| WHAT YOU SHOULD DO |
Would you write out the lines from the one containing "# indicate the white helmet" to the end of the records below, exactly and in full, please?

(Stored entries)
********************
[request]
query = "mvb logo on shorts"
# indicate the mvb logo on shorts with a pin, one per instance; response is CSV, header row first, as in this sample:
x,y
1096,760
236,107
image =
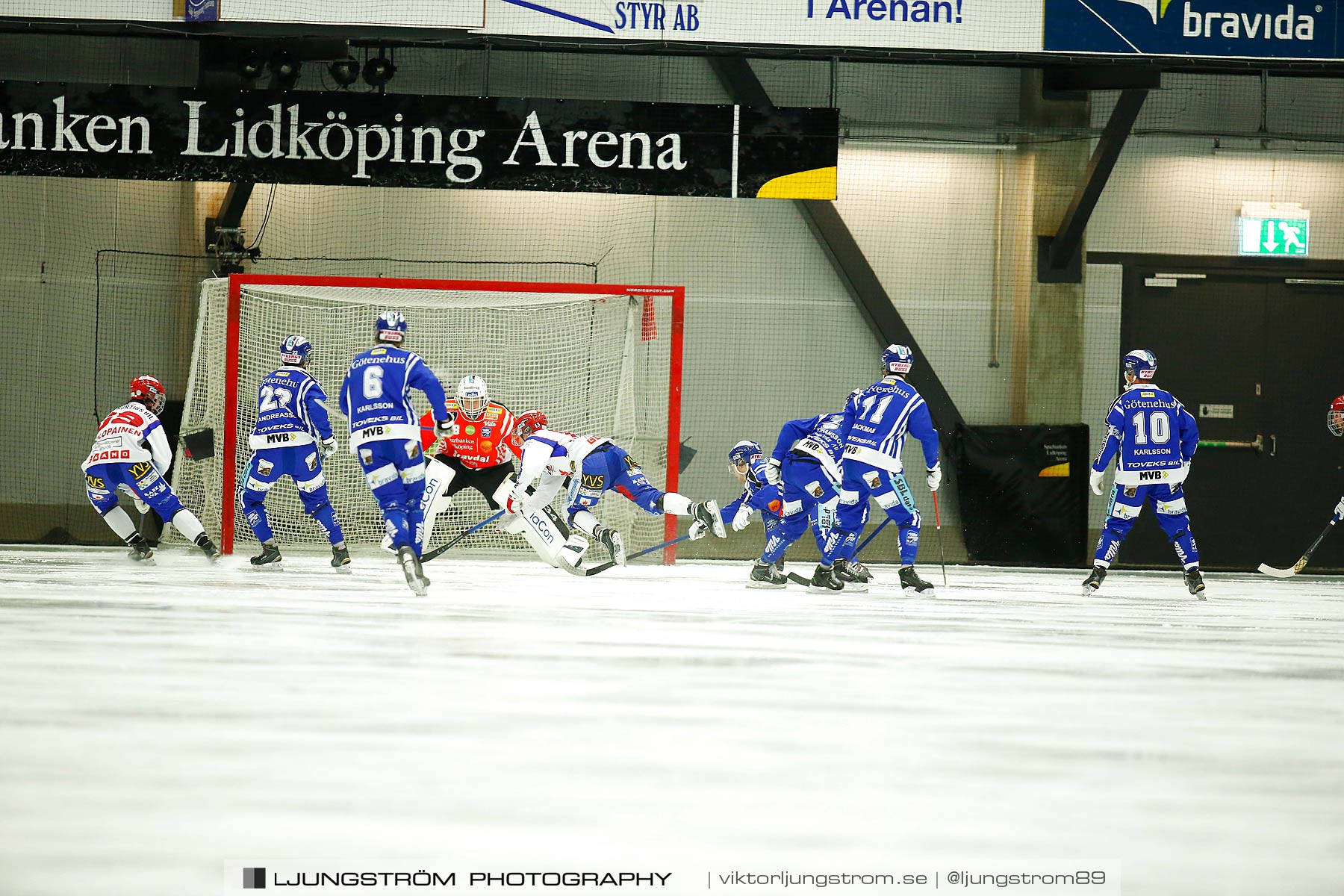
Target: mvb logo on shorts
x,y
1249,28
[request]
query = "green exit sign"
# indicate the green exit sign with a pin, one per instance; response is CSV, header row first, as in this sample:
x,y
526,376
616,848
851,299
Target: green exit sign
x,y
1273,235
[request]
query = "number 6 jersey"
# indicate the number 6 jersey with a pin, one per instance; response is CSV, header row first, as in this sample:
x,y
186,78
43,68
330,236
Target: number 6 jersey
x,y
376,395
1151,435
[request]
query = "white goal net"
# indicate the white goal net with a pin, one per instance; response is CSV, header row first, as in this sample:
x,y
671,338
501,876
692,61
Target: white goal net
x,y
597,361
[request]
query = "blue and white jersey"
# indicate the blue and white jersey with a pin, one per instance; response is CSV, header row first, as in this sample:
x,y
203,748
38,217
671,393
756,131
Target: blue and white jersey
x,y
554,453
376,395
880,417
757,494
290,410
1152,437
821,437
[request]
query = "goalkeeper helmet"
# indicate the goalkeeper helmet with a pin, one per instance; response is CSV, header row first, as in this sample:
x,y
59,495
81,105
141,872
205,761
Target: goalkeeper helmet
x,y
391,327
148,391
296,349
472,396
897,359
1142,364
742,454
529,422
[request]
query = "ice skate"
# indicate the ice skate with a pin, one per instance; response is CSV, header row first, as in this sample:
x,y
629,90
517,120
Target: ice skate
x,y
853,574
910,581
707,514
1093,582
269,554
826,579
208,548
766,576
340,556
611,539
140,550
1195,582
413,571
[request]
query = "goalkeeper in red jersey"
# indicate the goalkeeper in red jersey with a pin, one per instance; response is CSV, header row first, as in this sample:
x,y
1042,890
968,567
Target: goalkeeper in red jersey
x,y
479,453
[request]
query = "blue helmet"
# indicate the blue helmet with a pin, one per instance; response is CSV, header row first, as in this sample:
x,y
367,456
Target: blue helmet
x,y
897,359
391,327
1142,364
295,349
744,453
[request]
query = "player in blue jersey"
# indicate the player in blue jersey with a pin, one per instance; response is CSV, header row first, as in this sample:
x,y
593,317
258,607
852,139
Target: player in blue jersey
x,y
806,462
1152,438
131,454
385,435
290,418
880,417
746,461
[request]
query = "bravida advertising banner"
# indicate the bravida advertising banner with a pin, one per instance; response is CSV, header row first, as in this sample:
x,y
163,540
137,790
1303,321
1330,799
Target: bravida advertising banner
x,y
671,149
1225,28
1009,26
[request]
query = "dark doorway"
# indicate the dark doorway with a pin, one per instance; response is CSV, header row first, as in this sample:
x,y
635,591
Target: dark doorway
x,y
1253,354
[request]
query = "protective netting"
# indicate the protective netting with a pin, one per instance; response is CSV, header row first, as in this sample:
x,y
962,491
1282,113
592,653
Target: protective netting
x,y
596,363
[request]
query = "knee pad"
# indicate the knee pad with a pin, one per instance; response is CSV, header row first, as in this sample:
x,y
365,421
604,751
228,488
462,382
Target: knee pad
x,y
794,526
887,500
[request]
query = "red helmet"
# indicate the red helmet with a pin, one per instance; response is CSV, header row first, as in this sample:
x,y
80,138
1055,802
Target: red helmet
x,y
532,421
149,391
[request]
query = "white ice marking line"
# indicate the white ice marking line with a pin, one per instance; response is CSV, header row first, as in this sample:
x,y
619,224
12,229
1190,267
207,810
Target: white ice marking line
x,y
1109,26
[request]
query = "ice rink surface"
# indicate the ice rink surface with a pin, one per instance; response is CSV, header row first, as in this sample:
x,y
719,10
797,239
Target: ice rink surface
x,y
161,723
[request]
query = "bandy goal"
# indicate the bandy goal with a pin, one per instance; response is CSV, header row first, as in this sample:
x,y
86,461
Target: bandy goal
x,y
594,358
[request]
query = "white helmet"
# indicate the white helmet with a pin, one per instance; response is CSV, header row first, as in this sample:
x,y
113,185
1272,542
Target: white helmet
x,y
472,396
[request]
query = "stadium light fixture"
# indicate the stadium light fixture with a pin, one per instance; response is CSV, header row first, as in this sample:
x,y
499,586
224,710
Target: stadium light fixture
x,y
284,70
378,72
344,72
250,67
********************
| TASK SOLUTION |
# indicate the white helmet with a pin, one per instance; response is CSV, header row first, as in this sample:
x,y
113,185
1272,542
Target: white helmet
x,y
472,396
[request]
query = "stadium light fixture"
# indicate the stadium light fixture with a pin, one per instance; response is CSV, header row first, as in this sample:
x,y
499,586
224,710
Target: stadium light fixture
x,y
284,70
378,72
344,72
250,67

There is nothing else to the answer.